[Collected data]
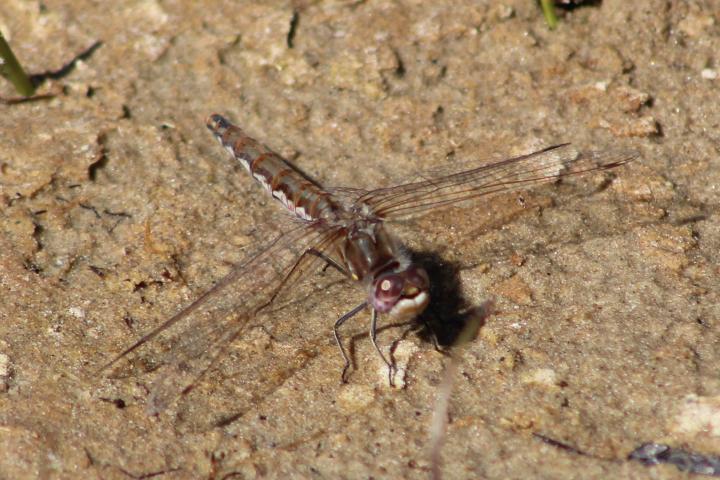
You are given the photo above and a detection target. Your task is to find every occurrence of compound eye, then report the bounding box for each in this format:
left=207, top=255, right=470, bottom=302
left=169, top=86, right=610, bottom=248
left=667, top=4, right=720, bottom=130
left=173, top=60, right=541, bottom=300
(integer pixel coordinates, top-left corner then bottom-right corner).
left=375, top=274, right=405, bottom=300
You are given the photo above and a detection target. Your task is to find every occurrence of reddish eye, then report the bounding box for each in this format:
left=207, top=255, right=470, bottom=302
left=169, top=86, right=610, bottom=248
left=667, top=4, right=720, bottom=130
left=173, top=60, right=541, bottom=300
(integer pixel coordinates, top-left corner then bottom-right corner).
left=375, top=275, right=404, bottom=300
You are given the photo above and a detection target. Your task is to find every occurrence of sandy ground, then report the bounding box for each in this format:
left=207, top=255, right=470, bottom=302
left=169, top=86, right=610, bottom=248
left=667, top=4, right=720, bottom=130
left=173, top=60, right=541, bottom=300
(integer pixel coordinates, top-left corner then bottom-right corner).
left=0, top=0, right=720, bottom=479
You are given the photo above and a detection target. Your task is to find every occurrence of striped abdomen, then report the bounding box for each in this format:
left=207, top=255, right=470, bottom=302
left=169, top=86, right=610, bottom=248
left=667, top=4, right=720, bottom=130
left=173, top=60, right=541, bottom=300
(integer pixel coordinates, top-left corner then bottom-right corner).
left=207, top=114, right=334, bottom=221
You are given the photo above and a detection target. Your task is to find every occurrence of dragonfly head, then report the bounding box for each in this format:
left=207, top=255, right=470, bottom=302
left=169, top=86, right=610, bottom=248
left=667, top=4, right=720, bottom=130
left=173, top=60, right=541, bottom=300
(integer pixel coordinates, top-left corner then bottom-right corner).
left=370, top=264, right=430, bottom=320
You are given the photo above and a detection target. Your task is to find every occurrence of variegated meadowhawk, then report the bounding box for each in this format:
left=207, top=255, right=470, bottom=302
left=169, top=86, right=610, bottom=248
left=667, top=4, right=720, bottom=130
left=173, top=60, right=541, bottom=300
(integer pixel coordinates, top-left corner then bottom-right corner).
left=103, top=115, right=637, bottom=412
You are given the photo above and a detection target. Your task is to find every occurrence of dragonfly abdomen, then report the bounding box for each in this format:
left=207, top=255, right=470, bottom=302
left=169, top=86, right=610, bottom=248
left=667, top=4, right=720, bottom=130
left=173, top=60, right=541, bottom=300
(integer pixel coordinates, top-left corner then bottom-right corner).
left=207, top=114, right=335, bottom=221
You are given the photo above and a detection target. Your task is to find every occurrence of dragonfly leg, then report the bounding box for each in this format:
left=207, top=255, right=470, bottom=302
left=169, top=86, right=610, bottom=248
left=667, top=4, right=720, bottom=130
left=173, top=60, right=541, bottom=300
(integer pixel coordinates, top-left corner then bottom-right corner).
left=308, top=248, right=350, bottom=277
left=333, top=302, right=367, bottom=383
left=370, top=308, right=395, bottom=387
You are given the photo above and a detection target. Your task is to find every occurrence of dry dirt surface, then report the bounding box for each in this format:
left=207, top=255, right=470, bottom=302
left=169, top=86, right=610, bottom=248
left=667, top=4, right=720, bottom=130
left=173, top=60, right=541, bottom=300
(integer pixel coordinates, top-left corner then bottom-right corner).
left=0, top=0, right=720, bottom=479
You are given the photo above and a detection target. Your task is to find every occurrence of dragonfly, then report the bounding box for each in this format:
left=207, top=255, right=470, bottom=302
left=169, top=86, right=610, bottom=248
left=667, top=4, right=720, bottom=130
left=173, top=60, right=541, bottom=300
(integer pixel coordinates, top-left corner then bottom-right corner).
left=101, top=114, right=638, bottom=414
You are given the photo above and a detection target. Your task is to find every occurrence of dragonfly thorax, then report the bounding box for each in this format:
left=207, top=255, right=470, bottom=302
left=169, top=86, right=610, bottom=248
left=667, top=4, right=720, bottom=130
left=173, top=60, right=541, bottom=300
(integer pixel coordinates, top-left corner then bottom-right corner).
left=342, top=222, right=430, bottom=320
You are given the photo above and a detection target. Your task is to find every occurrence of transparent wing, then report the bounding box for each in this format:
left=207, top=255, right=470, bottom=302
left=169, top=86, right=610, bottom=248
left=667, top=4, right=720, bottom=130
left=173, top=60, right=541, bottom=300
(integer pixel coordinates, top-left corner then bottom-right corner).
left=100, top=223, right=340, bottom=414
left=355, top=143, right=638, bottom=219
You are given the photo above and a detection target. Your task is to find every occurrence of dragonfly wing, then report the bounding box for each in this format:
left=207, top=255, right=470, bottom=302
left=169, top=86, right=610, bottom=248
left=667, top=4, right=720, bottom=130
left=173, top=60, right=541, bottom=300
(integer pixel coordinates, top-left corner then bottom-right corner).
left=356, top=144, right=638, bottom=219
left=101, top=219, right=339, bottom=413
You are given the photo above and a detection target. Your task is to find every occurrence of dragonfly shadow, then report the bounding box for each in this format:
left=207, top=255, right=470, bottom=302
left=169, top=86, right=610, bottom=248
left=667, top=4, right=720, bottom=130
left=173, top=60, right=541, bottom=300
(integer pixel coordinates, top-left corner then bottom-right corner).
left=413, top=252, right=487, bottom=349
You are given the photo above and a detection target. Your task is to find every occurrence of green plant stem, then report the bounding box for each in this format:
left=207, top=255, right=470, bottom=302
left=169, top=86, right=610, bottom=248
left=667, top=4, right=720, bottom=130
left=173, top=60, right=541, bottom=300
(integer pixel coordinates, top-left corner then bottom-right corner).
left=0, top=32, right=35, bottom=97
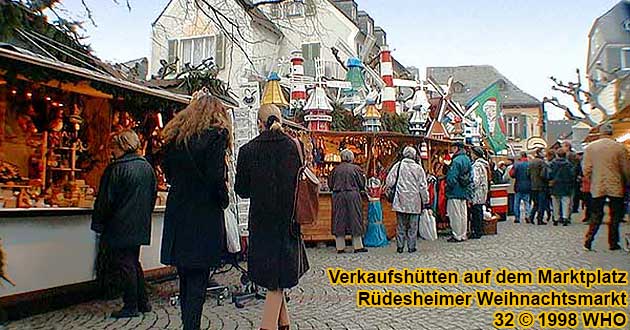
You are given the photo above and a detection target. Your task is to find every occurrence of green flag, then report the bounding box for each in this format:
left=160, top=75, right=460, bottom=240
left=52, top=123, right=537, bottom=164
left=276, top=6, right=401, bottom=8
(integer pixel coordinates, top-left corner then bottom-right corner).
left=466, top=82, right=507, bottom=153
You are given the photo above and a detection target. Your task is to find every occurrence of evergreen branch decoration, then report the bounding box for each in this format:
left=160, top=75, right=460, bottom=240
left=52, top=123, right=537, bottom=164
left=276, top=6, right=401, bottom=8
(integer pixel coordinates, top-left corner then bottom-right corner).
left=330, top=103, right=363, bottom=132
left=381, top=113, right=409, bottom=134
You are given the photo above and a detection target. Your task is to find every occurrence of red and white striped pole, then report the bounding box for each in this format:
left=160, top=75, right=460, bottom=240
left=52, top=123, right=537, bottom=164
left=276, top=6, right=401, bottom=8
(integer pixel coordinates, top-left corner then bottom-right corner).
left=291, top=50, right=306, bottom=107
left=381, top=45, right=396, bottom=113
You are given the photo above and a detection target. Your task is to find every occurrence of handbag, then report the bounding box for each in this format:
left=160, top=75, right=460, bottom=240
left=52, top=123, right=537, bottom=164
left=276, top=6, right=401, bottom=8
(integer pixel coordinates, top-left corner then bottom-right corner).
left=293, top=139, right=319, bottom=225
left=385, top=160, right=402, bottom=203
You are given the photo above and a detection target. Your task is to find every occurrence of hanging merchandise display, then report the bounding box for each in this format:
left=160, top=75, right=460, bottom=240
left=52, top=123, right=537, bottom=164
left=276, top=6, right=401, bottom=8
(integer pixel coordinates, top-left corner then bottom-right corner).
left=342, top=57, right=367, bottom=110
left=363, top=100, right=381, bottom=132
left=304, top=84, right=333, bottom=131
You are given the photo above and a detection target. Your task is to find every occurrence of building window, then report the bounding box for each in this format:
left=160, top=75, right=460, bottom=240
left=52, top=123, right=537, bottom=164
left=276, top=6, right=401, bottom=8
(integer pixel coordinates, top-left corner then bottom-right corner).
left=168, top=35, right=225, bottom=71
left=453, top=81, right=464, bottom=93
left=302, top=43, right=321, bottom=77
left=497, top=79, right=507, bottom=91
left=269, top=3, right=282, bottom=19
left=168, top=40, right=179, bottom=63
left=284, top=0, right=304, bottom=17
left=506, top=116, right=521, bottom=139
left=621, top=48, right=630, bottom=70
left=304, top=0, right=317, bottom=16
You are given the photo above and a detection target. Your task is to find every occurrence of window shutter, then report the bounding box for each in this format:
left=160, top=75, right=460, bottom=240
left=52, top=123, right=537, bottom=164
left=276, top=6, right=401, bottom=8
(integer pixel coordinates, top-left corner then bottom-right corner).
left=302, top=44, right=315, bottom=76
left=311, top=43, right=321, bottom=59
left=304, top=0, right=317, bottom=16
left=167, top=40, right=179, bottom=63
left=214, top=34, right=225, bottom=69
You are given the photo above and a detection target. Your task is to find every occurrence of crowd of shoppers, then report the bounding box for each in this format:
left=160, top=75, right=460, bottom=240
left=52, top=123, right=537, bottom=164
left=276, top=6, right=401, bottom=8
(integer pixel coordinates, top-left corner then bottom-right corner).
left=92, top=91, right=630, bottom=330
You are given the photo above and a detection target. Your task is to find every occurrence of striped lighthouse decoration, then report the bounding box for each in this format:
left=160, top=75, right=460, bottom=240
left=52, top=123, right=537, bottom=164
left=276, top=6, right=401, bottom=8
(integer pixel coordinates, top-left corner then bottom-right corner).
left=291, top=50, right=306, bottom=110
left=420, top=142, right=429, bottom=160
left=381, top=45, right=396, bottom=113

What the task asks: Recast everything from the start of the material down to the line containing "left=207, top=114, right=334, bottom=221" as a JSON list of strings, with one string per line and blank lines skipped. Omit the pictures.

Complete response:
[
  "You are given the photo above and a detection target. Your task is to find every occurrence of compound eye, then report the bounding box for each in this format:",
  "left=207, top=255, right=470, bottom=302",
  "left=169, top=86, right=610, bottom=248",
  "left=667, top=4, right=720, bottom=130",
  "left=173, top=60, right=541, bottom=300",
  "(integer pixel coordinates, top-left corner then bottom-right corner).",
  "left=375, top=274, right=405, bottom=300",
  "You are given the photo above and a detection target. Your task is to find every occurrence of reddish eye, then report the bounding box for each in this format:",
  "left=207, top=255, right=470, bottom=302",
  "left=169, top=86, right=610, bottom=248",
  "left=667, top=4, right=720, bottom=130",
  "left=173, top=60, right=541, bottom=300",
  "(integer pixel coordinates, top-left corner then bottom-right corner).",
  "left=375, top=275, right=404, bottom=300",
  "You are given the photo above and a detection target. Your task is to find every occurrence of sandy ground, then report the bounding box for each in this format:",
  "left=207, top=255, right=470, bottom=302",
  "left=169, top=86, right=610, bottom=248",
  "left=667, top=4, right=720, bottom=130",
  "left=173, top=60, right=541, bottom=300",
  "(integer pixel coordinates, top-left corner then bottom-right corner).",
  "left=0, top=0, right=720, bottom=479",
  "You are given the photo above and a detection target. Your task is to find every occurrence of striped abdomen, then report the bounding box for each in this format:",
  "left=207, top=255, right=470, bottom=302",
  "left=169, top=86, right=610, bottom=248",
  "left=667, top=4, right=720, bottom=130",
  "left=173, top=60, right=541, bottom=300",
  "(integer pixel coordinates, top-left corner then bottom-right corner).",
  "left=207, top=114, right=334, bottom=221"
]